SOURCE PASSAGE:
This study combined NIR spectra with convolutional neural networks and presents a bilinear attentional convolutional neural network model (BACNN) based on multi-scale feature fusion to classify the NIR spectra of poplar wood (PW), tung wood (TW), balsa wood (BW), PVA modified poplar wood (PVAW), nano-silica-sol modified poplar wood (SW) and PVA-nano silica sol modified poplar wood (PSW). BACNN mitigates the effect of noise by adding convolutional kernels as 1 × 7 convolutional blocks (Zhang et al. 2017), after which the features of the spectrum are extracted from different scales using two branches, while adding SE modules (Hu et al. 2018b) to the two branches to obtain better quality features and finally using fully connected layers for classification. The main innovations of this paper are:

(1)
Modification experiments were conducted on poplar wood to obtain the experimental samples, the near-infrared spectra of the samples were collected, and were data enhanced to obtain the data set. The data set contains NIR spectra of different species and NIR spectra of modified woods of the same species obtained by different methods.
(2)
A novel neural network model BACNN is proposed for the data set of this study. BACNN adds a 1 × 7 block to suppress noise in the spectrum, uses a multi-scale fusion mechanism to extract features from two scales, and adds an SE model in each branch to obtain accurate features. Finally, the superiority of the BACNN model was demonstrated by comparison tests and ablation experiments.

DATASET EXTRACT:
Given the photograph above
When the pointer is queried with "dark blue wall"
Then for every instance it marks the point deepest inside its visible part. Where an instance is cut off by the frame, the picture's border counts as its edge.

REQUIRED ACTIONS:
A. List every kind of wood whose NIR spectra the passage on wood spectra says the model classifies.
B. Rewrite the passage on wood spectra from "Modification experiments were" up to and including "and ablation experiments.", swapping "ablation experiments" for "validation experiments".

PER-TASK ANSWERS:
A. poplar wood (PW), tung wood (TW), balsa wood (BW), PVA modified poplar wood (PVAW), nano-silica-sol modified poplar wood (SW), PVA-nano silica sol modified poplar wood (PSW)

B.
Modification experiments were conducted on poplar wood to obtain the experimental samples, the near-infrared spectra of the samples were collected, and were data enhanced to obtain the data set. The data set contains NIR spectra of different species and NIR spectra of modified woods of the same species obtained by different methods.
(2)
A novel neural network model BACNN is proposed for the data set of this study. BACNN adds a 1 × 7 block to suppress noise in the spectrum, uses a multi-scale fusion mechanism to extract features from two scales, and adds an SE model in each branch to obtain accurate features. Finally, the superiority of the BACNN model was demonstrated by comparison tests and validation experiments.